REQUIRED WORK: Exactly reproduce the lines from the line bearing "the side mirror?" through the end of the listing, inclusive of both; pictures are to be omitted.

(Records)
"""
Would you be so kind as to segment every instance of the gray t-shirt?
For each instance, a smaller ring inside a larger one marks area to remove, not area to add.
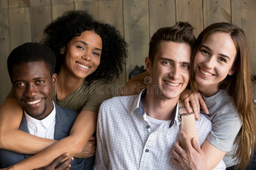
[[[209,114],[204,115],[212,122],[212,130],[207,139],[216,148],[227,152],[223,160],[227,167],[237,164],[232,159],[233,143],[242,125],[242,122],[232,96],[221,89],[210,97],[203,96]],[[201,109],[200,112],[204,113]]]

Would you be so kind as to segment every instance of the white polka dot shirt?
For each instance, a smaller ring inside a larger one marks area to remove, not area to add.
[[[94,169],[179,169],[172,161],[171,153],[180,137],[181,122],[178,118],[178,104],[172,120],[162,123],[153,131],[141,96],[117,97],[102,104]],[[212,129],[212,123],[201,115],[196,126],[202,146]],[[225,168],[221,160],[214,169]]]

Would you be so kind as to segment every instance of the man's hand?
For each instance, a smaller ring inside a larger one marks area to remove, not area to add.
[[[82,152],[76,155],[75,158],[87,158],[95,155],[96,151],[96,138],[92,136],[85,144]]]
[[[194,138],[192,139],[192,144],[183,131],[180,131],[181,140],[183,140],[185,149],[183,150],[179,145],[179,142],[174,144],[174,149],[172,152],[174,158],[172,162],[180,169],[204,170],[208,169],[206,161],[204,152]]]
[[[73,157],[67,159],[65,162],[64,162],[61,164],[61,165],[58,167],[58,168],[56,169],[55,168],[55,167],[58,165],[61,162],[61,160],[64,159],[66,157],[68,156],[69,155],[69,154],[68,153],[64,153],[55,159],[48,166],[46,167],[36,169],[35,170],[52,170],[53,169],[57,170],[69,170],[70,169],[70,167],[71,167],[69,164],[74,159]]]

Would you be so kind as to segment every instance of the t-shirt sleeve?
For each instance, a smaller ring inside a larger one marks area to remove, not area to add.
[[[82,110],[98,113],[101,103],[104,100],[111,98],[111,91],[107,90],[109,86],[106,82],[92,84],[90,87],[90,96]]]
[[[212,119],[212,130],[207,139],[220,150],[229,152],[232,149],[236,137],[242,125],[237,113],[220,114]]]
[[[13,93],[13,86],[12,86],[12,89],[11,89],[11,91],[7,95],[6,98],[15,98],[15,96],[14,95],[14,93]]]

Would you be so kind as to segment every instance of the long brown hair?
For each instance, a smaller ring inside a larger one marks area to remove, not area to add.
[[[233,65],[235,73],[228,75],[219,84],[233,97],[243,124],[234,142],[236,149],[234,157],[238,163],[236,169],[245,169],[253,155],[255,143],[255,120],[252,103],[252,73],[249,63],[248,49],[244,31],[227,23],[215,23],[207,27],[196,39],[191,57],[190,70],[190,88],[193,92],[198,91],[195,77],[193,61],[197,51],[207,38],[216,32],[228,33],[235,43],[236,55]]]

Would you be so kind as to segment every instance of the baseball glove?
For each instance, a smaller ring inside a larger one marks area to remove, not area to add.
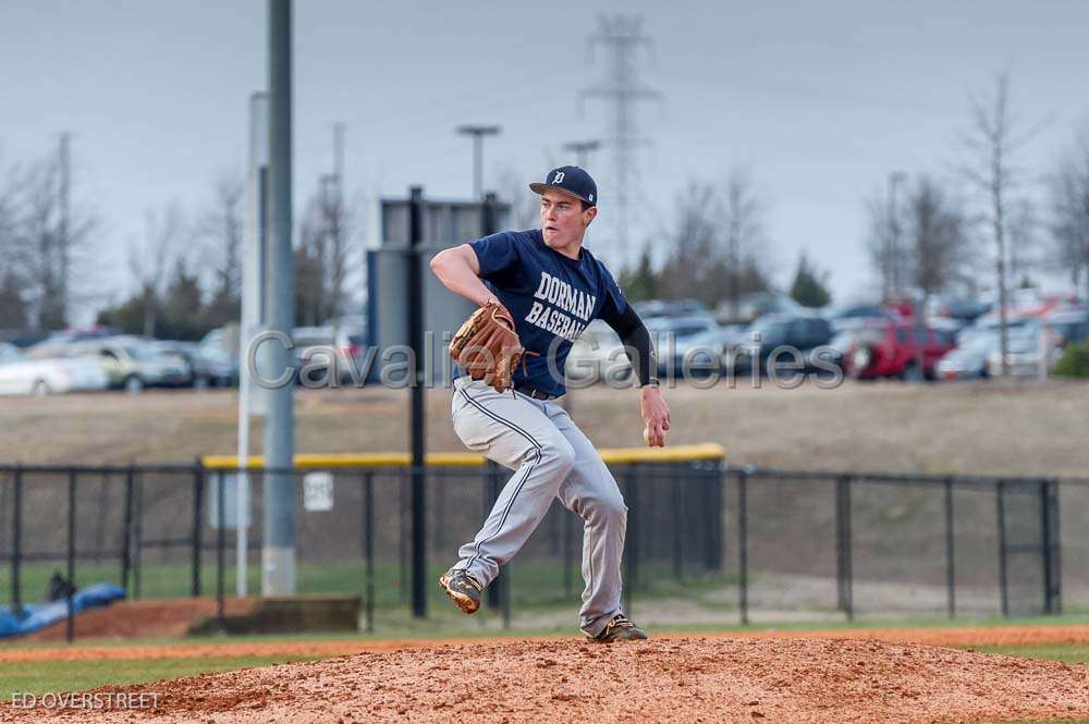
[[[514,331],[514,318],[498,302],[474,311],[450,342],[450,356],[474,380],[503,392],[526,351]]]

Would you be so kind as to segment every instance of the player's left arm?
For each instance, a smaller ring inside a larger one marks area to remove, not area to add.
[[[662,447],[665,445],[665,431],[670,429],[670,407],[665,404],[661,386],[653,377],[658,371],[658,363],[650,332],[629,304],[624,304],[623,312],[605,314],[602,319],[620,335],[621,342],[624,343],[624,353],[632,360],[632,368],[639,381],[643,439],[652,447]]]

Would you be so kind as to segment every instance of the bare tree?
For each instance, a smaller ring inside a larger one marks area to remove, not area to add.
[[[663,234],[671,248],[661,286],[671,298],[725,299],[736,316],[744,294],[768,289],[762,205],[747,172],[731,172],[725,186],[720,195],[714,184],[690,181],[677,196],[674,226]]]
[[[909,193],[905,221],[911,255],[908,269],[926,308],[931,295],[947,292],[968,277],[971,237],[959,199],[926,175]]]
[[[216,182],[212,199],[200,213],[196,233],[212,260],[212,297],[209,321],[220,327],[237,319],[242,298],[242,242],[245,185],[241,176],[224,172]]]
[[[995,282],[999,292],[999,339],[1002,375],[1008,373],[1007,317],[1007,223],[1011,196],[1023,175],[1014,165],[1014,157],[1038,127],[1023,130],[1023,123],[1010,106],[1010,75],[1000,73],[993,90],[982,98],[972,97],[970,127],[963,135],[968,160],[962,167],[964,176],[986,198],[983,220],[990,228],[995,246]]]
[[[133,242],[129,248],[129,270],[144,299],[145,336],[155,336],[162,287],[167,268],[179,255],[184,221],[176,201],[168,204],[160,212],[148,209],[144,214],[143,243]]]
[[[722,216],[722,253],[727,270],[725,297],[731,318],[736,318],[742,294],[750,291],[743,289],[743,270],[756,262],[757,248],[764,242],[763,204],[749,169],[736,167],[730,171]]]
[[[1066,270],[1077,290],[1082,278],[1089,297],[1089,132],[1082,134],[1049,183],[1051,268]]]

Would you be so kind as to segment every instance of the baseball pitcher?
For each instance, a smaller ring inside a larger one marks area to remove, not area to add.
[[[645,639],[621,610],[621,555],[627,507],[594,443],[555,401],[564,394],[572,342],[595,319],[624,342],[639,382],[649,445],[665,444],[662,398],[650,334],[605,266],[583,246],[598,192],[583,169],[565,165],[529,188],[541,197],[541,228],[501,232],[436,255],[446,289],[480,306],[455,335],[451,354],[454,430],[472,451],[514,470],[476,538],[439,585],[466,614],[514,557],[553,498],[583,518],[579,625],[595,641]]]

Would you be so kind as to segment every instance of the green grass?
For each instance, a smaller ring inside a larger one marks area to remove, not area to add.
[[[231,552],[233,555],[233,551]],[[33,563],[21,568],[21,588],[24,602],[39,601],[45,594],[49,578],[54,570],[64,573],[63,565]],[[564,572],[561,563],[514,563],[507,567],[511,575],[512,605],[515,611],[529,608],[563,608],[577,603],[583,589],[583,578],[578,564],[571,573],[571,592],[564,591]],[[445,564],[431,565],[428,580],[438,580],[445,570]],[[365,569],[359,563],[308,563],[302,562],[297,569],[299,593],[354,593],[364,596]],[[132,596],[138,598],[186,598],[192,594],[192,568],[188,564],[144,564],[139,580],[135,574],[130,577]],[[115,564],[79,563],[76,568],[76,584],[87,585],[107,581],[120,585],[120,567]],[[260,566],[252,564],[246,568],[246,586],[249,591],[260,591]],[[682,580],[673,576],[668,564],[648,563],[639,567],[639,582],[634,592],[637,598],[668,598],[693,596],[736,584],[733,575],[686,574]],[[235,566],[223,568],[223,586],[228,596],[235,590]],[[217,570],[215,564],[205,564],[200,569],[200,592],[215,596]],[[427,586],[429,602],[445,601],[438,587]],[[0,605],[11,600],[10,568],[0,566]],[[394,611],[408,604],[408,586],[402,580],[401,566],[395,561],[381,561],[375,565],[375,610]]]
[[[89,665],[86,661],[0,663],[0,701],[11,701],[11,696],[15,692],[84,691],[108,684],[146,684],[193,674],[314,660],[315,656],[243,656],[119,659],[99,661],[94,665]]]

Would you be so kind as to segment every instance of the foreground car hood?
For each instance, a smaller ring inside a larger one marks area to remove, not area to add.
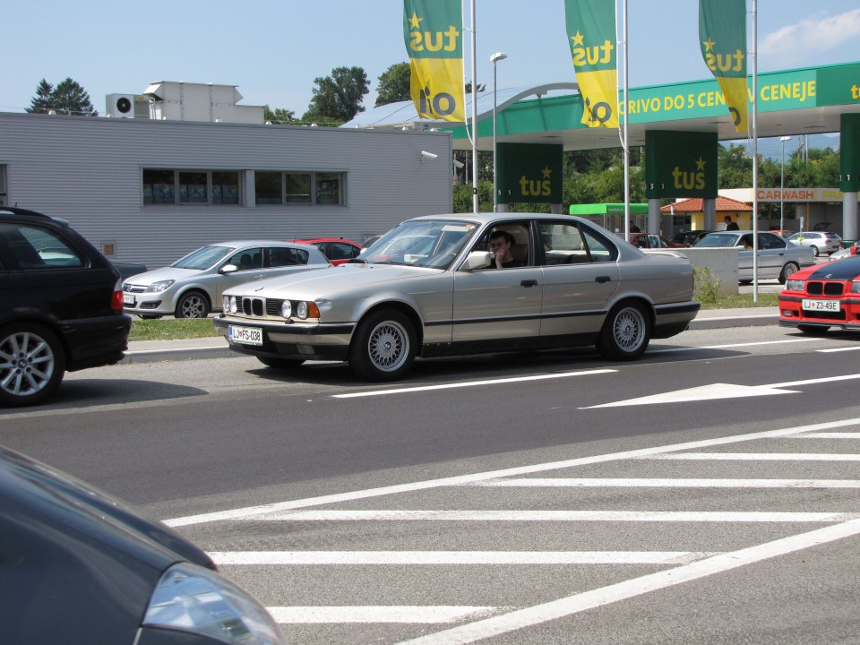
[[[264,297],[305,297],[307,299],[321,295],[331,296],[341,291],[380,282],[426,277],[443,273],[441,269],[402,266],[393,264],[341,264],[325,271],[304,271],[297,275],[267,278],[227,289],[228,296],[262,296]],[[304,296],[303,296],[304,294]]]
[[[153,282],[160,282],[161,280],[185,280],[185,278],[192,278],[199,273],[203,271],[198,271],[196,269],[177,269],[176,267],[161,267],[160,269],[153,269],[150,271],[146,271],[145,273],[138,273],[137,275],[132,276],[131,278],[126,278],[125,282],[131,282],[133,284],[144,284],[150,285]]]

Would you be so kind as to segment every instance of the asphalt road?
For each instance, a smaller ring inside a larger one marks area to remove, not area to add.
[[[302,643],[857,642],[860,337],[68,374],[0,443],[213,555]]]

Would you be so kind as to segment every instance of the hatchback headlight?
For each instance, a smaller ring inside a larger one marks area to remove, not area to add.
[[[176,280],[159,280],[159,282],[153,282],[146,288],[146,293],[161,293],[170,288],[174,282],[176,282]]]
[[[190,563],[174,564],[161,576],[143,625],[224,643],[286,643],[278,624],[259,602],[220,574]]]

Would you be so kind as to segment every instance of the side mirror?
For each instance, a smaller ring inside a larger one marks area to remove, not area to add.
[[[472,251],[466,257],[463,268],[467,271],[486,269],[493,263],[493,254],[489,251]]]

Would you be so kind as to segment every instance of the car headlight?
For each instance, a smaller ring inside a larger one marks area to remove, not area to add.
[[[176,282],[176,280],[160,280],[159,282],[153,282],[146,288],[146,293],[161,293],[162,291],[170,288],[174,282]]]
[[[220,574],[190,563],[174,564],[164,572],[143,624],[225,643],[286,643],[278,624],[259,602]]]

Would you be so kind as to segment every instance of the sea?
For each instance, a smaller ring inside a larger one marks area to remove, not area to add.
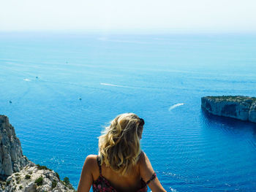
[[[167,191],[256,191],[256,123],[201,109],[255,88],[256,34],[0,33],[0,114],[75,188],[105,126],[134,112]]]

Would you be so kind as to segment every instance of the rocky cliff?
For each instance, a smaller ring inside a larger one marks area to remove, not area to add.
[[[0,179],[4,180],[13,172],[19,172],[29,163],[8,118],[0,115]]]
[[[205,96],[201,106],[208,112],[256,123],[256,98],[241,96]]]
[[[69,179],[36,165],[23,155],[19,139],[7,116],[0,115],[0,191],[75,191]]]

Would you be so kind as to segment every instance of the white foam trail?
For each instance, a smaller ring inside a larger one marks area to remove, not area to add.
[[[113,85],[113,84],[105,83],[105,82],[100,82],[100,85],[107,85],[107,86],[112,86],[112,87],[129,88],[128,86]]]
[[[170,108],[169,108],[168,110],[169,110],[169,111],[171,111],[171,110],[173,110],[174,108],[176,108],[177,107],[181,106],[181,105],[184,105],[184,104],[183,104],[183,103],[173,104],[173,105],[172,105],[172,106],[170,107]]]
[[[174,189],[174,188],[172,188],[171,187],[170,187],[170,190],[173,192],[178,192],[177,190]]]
"""
WRITTEN SOLUTION:
Would you be so kind as to segment every instance of the side mirror?
For each instance, a smaller ring inside a larger one marks area to remove, not area to add.
[[[472,251],[466,257],[463,268],[467,271],[486,269],[493,263],[493,254],[489,251]]]

Would you be so kind as to segment every instance of the car headlight?
For each instance, a smaller ring inside a larger one marks area to remove, not area to add.
[[[176,282],[176,280],[160,280],[159,282],[153,282],[146,288],[146,293],[161,293],[162,291],[170,288],[174,282]]]
[[[220,574],[190,563],[174,564],[164,572],[143,624],[225,643],[286,643],[278,624],[259,602]]]

Would you be so kind as to segment every instance of the sea?
For each instance, a smaller ring inside a larger one marks area to remove, not area to add.
[[[167,191],[256,191],[256,123],[201,109],[255,88],[256,34],[0,33],[0,114],[75,188],[105,126],[134,112]]]

Would you be so kind as to segment every instance of the rocky cliff?
For each instance, a smaller ring inside a larger one marks area to remove, not area to add.
[[[0,179],[4,180],[13,172],[19,172],[29,163],[8,118],[0,115]]]
[[[205,96],[201,106],[208,112],[256,123],[256,98],[241,96]]]
[[[69,179],[36,165],[23,155],[19,139],[7,116],[0,115],[0,191],[75,191]]]

Would you be so kind as to segment every instance of the white foam trail?
For each instance, a smaller ring inside a larger one marks area to remove, not area to add.
[[[113,85],[113,84],[105,83],[105,82],[100,82],[100,85],[107,85],[107,86],[112,86],[112,87],[129,88],[128,86]]]
[[[170,108],[169,108],[168,110],[169,110],[169,111],[171,111],[171,110],[173,110],[174,108],[176,108],[177,107],[181,106],[181,105],[184,105],[184,104],[183,104],[183,103],[173,104],[173,105],[172,105],[172,106],[170,107]]]
[[[174,189],[174,188],[172,188],[171,187],[170,187],[170,190],[173,192],[178,192],[177,190]]]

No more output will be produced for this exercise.